* **WRITTEN PROBLEM 1**:
Answer these questions using the PostgreSQL indexes article below:
(a) What is PostgreSQL's default index type?
(b) At most how many nodes are visited when searching 1M keys?
(c) What does each leaf node contain?

* **TEXT EXTRACT**:
PostgreSQL Internals Series, Part 3: Indexes & B-Trees

How PostgreSQL indexes work — B-tree structure, scans, deduplication, index types, bloat detection, and when the planner uses them.

PostgreSQL B-Tree Indexes

Indexes are the primary tool for making queries fast. A sequential table scan reads every tuple; an index scan jumps directly to matching rows. But indexes have overhead: they consume disk space, slow down writes (to maintain them), and can become bloated.

This part explores how B-tree indexes actually work, how the planner decides whether to use them, and why your index might be much larger than you expect.

B-Tree Basics

PostgreSQL’s default index type is B-tree (Balanced Tree). Unlike binary trees, B-trees have many children per node, making them cache-efficient.

A B-tree has this structure:

                    [50 | 100 | 150]  ← Internal node
                   /      |      \
         [10 | 30]    [60 | 80]   [120 | 130]  [160 | 200]
         /    |    \   /   |  \   /     |     \  /    |   \
    Leaf nodes with actual key → row pointers

Each internal node contains keys and pointers to children. Each leaf node contains keys and pointers to heap tuples (their (block, offset) from Part 1).

Key properties:

  • Balanced: All leaf nodes are at the same depth
  • Sorted: Keys are in ascending order within each node
  • Branching: Each node can have many children (not just 2)
  • Efficient: Search is O(log N) — with 1M keys, at most ~4 nodes visited

Creating an Index

CREATE TABLE users (
    id BIGINT,
    name TEXT,
    email TEXT,
    age INT
);

-- Single-column index
CREATE INDEX idx_users_id ON users(id);

-- Multi-column index (composite key)
CREATE INDEX idx_users_name_age ON users(name, age);

-- Partial index (only rows matching WHERE)

* **WRITTEN PROBLEM 2**: Filter the listing below, copying every line that contains the string "this". Case counts.

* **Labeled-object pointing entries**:
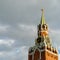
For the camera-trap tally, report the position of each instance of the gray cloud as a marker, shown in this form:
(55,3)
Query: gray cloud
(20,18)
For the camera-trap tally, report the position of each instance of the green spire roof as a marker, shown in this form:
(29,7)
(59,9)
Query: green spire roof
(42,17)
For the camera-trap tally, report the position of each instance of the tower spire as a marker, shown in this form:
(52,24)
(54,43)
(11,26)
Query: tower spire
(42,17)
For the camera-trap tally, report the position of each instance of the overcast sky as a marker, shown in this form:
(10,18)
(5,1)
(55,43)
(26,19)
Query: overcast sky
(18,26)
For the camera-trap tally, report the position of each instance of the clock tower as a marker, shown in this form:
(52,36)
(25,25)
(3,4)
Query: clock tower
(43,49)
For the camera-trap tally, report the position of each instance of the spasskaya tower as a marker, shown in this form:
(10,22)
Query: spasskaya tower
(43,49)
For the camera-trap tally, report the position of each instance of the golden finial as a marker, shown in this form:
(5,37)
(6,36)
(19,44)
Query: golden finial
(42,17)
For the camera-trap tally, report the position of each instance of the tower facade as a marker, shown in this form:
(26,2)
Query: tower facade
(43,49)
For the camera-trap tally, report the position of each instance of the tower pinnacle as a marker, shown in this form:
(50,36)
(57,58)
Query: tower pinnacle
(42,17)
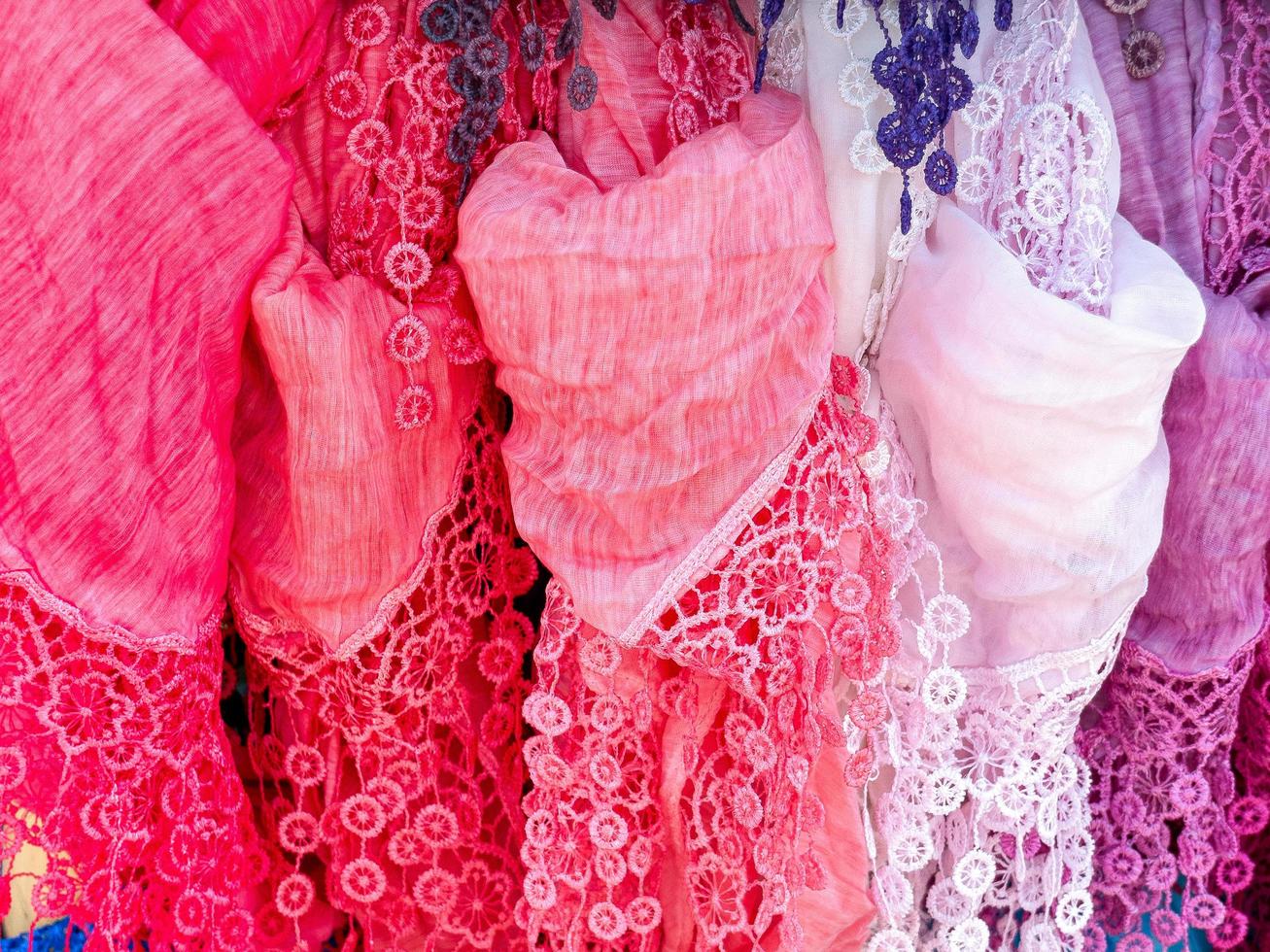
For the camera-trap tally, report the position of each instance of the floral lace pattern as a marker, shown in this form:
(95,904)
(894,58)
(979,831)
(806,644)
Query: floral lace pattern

* **TASK RESULT 1**:
(a) B-tree (Balanced Tree)
(b) About 4 nodes
(c) Keys and pointers to heap tuples

* **TASK RESULT 2**:
For the camera-trap tally, report the position of each instance of the gray cloud as a marker, shown in this form:
For the camera-trap tally, report the position of each instance of the green spire roof as a marker, shown in this form:
For the camera-trap tally, report the position of each instance of the tower spire as a marker, shown in this form:
For the camera-trap tally, report the position of each instance of the overcast sky as a marker, shown in this form:
For the camera-trap tally, report the position of each instance of the clock tower as a marker, shown in this form:
For the camera-trap tally, report the position of each instance of the spasskaya tower as a marker, shown in this form:
For the camera-trap tally, report the position of each instance of the golden finial as a marker, shown in this form:
For the camera-trap tally, report the position of each instance of the tower facade as a marker, shown in this form:
For the camera-trap tally, report the position of each instance of the tower pinnacle as a marker, shown in this form:
For the camera-trap tally, report the position of each instance of the floral lace pattern as a marker, shown in this form:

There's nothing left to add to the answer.